* EXERCISE REQUIREMENTS *
All of the lines below should be copied word for word.

** Opening RECORDS FOR THIS TASK block **

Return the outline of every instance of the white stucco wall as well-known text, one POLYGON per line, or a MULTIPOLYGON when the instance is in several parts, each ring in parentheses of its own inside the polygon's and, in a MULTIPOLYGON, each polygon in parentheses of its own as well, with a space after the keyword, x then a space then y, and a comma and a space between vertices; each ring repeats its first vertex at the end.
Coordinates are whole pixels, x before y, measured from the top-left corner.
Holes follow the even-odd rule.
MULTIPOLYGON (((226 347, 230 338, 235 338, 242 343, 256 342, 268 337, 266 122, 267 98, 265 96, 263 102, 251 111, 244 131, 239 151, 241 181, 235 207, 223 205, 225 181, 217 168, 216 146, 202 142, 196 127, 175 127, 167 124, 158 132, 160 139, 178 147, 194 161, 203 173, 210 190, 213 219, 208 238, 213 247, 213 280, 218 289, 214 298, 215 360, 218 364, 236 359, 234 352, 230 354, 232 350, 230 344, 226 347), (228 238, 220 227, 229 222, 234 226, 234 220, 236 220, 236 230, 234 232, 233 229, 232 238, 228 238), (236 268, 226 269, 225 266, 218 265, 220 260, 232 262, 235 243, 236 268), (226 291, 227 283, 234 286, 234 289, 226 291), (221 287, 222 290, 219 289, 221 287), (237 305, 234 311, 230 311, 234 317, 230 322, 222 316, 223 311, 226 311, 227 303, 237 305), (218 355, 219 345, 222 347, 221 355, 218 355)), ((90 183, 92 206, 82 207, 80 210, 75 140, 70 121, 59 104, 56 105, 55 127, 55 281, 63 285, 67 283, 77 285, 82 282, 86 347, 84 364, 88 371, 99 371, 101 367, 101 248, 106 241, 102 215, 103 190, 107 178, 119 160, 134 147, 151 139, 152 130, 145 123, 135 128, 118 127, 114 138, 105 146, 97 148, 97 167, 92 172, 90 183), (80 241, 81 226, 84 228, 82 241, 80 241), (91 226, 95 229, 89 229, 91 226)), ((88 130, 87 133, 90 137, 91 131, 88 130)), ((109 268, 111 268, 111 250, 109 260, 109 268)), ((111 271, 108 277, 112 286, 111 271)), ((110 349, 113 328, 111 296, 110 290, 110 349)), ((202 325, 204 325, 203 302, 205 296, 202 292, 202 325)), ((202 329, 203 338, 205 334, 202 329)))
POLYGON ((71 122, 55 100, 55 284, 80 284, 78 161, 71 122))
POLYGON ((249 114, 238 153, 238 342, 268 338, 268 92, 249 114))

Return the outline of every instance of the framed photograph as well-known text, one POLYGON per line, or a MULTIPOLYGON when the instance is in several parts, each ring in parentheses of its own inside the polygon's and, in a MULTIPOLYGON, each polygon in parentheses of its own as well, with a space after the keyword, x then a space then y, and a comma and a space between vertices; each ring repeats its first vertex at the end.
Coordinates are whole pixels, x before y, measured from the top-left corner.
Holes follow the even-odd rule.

** Closing RECORDS FOR THIS TASK block **

* RESULT FOR THIS EXERCISE *
Return the outline of every instance of the white stucco wall as well-known text, one POLYGON per line, or a MULTIPOLYGON when the instance is in several parts, each ring in parentheses of its own inside the polygon's and, in a MULTIPOLYGON, each polygon in parentheses of its own as well, with a space after the keyword, x then a space then y, and a comma and a space between vertices; each ring repeats its first vertex at the end.
Coordinates are whole pixels, x before y, measured from the top-left corner.
Holes follow the even-odd rule.
MULTIPOLYGON (((226 347, 230 338, 235 338, 242 343, 256 342, 268 337, 266 122, 267 98, 265 96, 263 102, 251 111, 244 131, 239 151, 241 181, 235 207, 223 205, 225 181, 217 168, 216 146, 202 142, 196 127, 175 127, 167 124, 158 132, 160 139, 178 147, 194 161, 203 173, 210 190, 213 219, 208 238, 213 247, 213 280, 218 289, 214 298, 215 360, 218 364, 236 359, 234 352, 230 354, 232 350, 230 344, 226 347), (228 238, 220 227, 229 222, 234 226, 234 220, 236 220, 236 230, 234 232, 233 229, 232 238, 228 238), (236 268, 226 269, 225 266, 218 265, 220 260, 232 262, 235 243, 236 268), (226 291, 227 283, 234 286, 234 289, 226 291), (221 287, 222 290, 219 289, 221 287), (237 305, 234 311, 230 311, 234 317, 230 322, 222 316, 223 311, 226 311, 227 303, 237 305), (218 355, 219 345, 222 347, 221 355, 218 355)), ((90 183, 92 206, 82 207, 80 210, 75 140, 70 121, 59 104, 56 105, 55 127, 55 281, 63 285, 67 283, 77 285, 82 282, 86 347, 84 364, 88 371, 99 371, 101 367, 101 248, 106 241, 102 215, 103 190, 107 178, 119 160, 134 147, 151 139, 152 130, 145 123, 135 128, 118 127, 114 138, 105 146, 97 148, 97 167, 92 172, 90 183), (80 241, 81 226, 84 228, 82 241, 80 241), (91 226, 95 229, 89 229, 91 226)), ((88 130, 87 133, 90 137, 91 131, 88 130)), ((109 268, 111 268, 111 250, 109 260, 109 268)), ((111 271, 108 277, 112 286, 111 271)), ((110 349, 113 328, 111 296, 110 290, 110 349)), ((202 325, 204 325, 203 302, 205 296, 202 292, 202 325)), ((202 329, 203 338, 205 334, 202 329)))
POLYGON ((71 122, 55 100, 55 284, 80 284, 78 161, 71 122))
POLYGON ((249 114, 238 153, 238 342, 268 338, 268 92, 249 114))

Return the outline of every instance of the framed photograph as well-known text, one POLYGON per line, or a MULTIPOLYGON when the instance is in several parts, each ring in parentheses of its own inside the polygon's and, in a MULTIPOLYGON, each polygon in parentheses of its own as well, with a space after the keyword, x then a space then y, and a comma and a space between vertices; each ring repeats its first vertex at the end.
Coordinates are whole pixels, x before y, measured from the top-left corner.
Holes follow the even-odd rule.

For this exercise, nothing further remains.